## Selected extract

┌──

Community safety is becoming a technology and licensing battleground, not just a policing issue

Community safety is being pulled in two directions at once. On one side, councils are putting real money into visible and technical enforcement — CCTV, street patrols, lighting, targeted policing support and tougher anti-social behaviour responses. On the other, the meetings show how much of the softer prevention work still depends on short-term grants, fragmented partnerships and overstretched revenue budgets.

That tension is the real story in this dataset. Across 60 matching insights from seven councils — Doncaster Metropolitan Borough Council, Brighton & Hove City Council, Blackpool Council, Wrexham County Borough Council, Fermanagh and Omagh District Council, West Sussex County Council and Nottinghamshire County Council — the theme is not simply that community safety matters. It is that councils are increasingly trying to make safety tangible, visible and measurable, even when the underlying delivery model remains unstable.

└──

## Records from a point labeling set
┌──

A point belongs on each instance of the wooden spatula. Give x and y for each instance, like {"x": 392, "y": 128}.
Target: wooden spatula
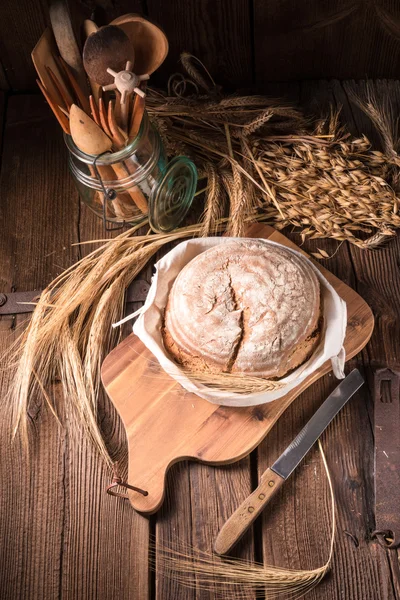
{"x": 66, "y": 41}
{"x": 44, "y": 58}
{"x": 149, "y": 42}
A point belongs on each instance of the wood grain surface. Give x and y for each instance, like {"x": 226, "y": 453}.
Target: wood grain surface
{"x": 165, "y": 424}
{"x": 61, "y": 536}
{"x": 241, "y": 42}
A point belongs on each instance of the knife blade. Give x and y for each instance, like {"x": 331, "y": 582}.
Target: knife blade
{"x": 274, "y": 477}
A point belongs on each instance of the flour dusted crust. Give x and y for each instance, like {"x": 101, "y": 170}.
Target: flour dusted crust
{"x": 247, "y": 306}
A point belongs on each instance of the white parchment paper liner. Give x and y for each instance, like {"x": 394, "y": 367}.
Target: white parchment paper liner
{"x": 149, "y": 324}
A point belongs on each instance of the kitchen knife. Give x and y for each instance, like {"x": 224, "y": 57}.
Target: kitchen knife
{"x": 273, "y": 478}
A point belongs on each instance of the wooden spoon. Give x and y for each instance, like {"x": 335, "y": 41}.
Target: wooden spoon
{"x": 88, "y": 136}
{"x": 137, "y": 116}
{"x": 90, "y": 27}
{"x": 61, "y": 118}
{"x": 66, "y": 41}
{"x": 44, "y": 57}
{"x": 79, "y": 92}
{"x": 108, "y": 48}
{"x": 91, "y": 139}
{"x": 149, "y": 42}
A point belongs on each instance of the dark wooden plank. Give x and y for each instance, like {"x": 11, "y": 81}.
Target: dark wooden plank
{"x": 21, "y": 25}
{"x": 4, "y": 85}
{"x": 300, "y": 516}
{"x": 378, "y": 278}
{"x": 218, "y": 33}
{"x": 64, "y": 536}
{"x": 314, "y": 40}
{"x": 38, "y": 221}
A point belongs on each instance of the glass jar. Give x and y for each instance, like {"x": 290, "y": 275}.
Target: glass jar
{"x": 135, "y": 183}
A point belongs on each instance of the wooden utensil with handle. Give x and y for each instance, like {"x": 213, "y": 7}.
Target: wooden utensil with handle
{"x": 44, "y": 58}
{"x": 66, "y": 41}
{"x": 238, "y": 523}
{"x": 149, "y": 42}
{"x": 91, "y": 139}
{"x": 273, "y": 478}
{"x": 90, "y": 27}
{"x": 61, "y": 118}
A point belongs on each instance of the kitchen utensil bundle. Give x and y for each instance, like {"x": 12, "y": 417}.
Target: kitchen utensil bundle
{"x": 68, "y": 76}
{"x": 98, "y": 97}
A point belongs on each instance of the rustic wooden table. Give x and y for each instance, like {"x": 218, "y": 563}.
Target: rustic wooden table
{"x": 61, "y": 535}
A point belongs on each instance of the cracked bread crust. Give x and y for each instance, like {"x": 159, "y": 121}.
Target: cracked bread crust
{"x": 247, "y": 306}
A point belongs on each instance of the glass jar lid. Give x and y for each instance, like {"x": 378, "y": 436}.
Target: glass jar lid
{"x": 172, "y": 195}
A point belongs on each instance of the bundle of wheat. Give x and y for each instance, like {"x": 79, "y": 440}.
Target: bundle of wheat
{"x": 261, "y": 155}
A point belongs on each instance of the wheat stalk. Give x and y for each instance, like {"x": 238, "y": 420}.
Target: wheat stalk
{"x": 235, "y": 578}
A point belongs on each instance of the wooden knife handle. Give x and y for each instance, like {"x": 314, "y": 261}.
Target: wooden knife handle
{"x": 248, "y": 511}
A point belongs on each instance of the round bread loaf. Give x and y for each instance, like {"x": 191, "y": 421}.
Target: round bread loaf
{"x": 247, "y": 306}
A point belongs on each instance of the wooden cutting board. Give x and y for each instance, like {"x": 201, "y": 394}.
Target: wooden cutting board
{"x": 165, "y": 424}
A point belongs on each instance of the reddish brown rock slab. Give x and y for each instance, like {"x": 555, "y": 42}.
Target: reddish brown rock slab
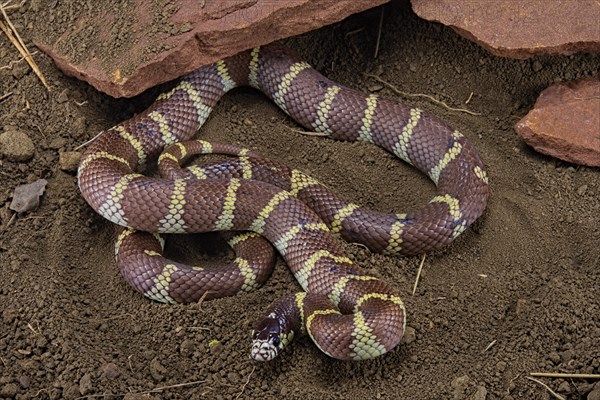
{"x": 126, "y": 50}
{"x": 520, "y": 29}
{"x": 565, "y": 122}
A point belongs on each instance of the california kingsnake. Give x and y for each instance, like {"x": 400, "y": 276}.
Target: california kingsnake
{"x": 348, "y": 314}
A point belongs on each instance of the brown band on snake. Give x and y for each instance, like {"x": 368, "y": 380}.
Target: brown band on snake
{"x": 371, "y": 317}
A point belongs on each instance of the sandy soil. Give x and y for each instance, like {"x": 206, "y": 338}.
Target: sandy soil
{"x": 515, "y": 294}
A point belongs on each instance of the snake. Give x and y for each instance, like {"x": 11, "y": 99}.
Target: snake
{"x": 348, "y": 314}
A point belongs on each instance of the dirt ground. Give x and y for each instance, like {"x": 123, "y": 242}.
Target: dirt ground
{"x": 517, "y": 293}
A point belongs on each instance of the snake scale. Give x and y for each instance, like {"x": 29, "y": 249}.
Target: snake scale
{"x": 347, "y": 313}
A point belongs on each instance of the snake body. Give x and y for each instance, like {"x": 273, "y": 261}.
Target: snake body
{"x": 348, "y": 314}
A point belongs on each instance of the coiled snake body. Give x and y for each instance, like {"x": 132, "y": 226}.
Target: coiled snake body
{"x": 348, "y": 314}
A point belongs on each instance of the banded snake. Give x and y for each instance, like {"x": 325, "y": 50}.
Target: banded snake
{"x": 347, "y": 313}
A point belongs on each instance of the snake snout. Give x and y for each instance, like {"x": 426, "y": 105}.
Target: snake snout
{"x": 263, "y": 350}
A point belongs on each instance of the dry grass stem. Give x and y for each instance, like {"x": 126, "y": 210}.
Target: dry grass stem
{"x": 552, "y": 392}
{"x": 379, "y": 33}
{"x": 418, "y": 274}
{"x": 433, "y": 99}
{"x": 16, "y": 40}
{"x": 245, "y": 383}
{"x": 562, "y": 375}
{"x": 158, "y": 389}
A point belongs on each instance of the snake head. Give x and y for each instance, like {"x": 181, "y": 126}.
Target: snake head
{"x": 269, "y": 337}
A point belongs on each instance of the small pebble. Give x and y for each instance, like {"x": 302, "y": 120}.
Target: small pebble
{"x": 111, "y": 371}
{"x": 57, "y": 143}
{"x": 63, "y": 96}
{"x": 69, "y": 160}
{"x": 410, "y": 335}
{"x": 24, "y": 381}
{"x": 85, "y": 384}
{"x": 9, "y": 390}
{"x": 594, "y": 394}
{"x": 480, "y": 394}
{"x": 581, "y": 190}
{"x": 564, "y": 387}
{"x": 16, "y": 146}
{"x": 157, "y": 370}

└──

## Exercise A
Summarize the passage on community safety in two sentences.
## Exercise B
Write the next part of the passage on community safety, picking up after its final sentence.
The items are separate material from the passage on community safety.

## Right answer A
Councils are funding visible and technical enforcement such as CCTV, street patrols, lighting and tougher anti-social behaviour responses, while softer prevention work still relies on short-term grants, fragmented partnerships and overstretched revenue budgets. Drawing on 60 insights from seven councils, the passage argues that councils are trying to make safety tangible, visible and measurable even though the underlying delivery model remains unstable.

## Right answer B
The mix of insight types makes that clear. There are 21 spending insights and 16 pressure insights, against just four actions and five opportunities. In other words, councils are spending and councils are struggling, but many are still not fully in control of the agenda. That matters for suppliers because it points to short-cycle procurement and rapid operational fixes. It matters for residents because it suggests services may become more enforcement-led where prevention funding weakens.

The biggest shift: community safety is turning into a capital and technology programme

If you still think community safety in local government mainly means strategy documents and partnership meetings, the spending signals say otherwise. Several of the strongest items in the data are bluntly about hardware, estates and operational tech.

The clearest example is the £860,000 commitment for 50 mobile CCTV cameras, with members told: "we're also spending £860,000 on 50 mobile CCTV cameras, which will complement the network of fixed cameras." That is not an experimental pilot. It is a material estate expansion, and it shows how councils are trying to deploy flexible surveillance capacity into hotspots rather than relying only on legacy town-centre systems.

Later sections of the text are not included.